• _Goal_
Copy the records from the line containing "Object detection ground-truth generation. Target object: horse's" through the line containing "[469,342,503,397]", substituting "image" for "photo" and leaving everything else unchanged. Leave the pictures out of your output.

• _Given entries_

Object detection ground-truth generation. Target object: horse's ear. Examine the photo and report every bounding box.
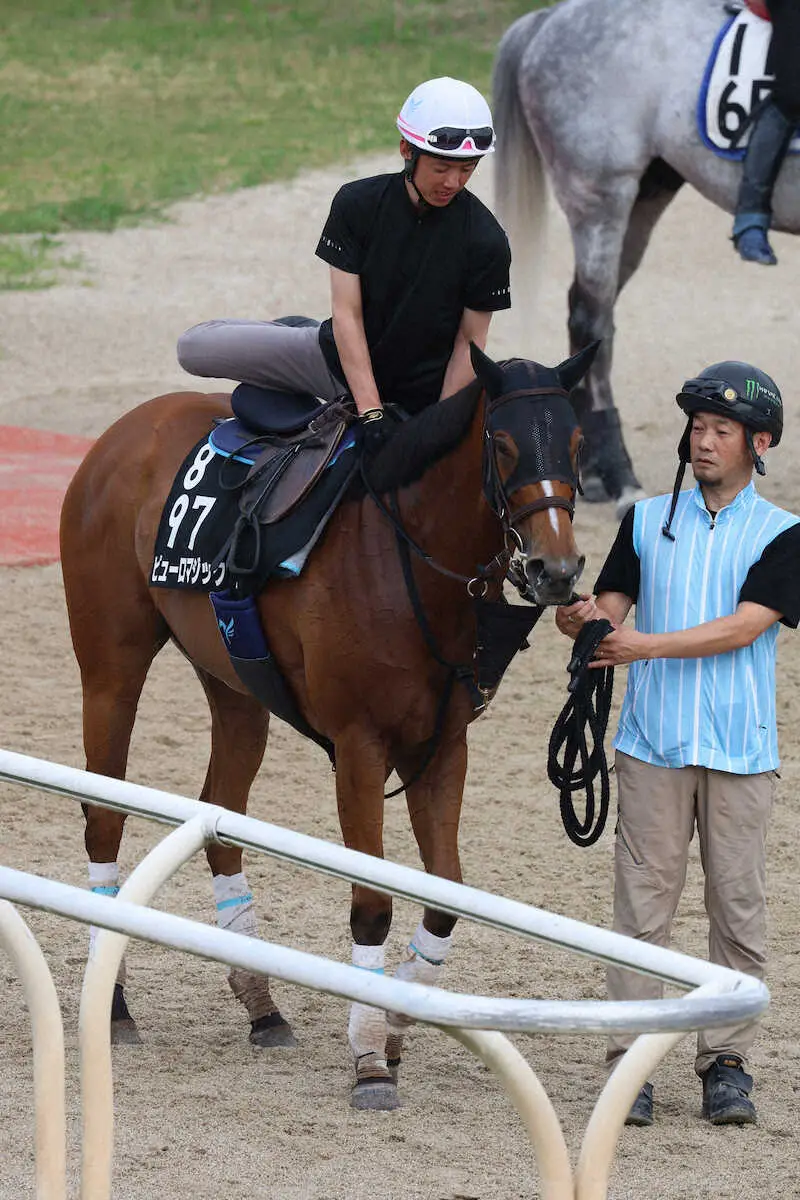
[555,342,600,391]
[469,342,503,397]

--

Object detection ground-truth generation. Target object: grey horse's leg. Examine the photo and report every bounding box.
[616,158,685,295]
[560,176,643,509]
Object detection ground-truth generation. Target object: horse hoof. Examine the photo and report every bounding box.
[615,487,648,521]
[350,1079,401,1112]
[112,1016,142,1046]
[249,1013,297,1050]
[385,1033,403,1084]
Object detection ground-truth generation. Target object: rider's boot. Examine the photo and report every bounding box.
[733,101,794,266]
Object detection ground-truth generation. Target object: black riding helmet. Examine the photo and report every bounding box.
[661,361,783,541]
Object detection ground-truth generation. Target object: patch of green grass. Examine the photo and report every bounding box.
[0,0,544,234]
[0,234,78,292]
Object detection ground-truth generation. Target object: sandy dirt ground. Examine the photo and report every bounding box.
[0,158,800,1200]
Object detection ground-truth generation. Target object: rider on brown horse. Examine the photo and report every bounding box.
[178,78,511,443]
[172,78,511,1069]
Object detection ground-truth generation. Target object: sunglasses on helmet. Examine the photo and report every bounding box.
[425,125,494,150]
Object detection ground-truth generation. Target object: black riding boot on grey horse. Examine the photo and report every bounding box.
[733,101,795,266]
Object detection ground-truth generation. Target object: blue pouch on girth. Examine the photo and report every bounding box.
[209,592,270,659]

• _Task answer_
Object detection ground-truth generation. Target object: horse's ear. Examine the image and report every bounding box.
[555,342,600,391]
[469,342,503,397]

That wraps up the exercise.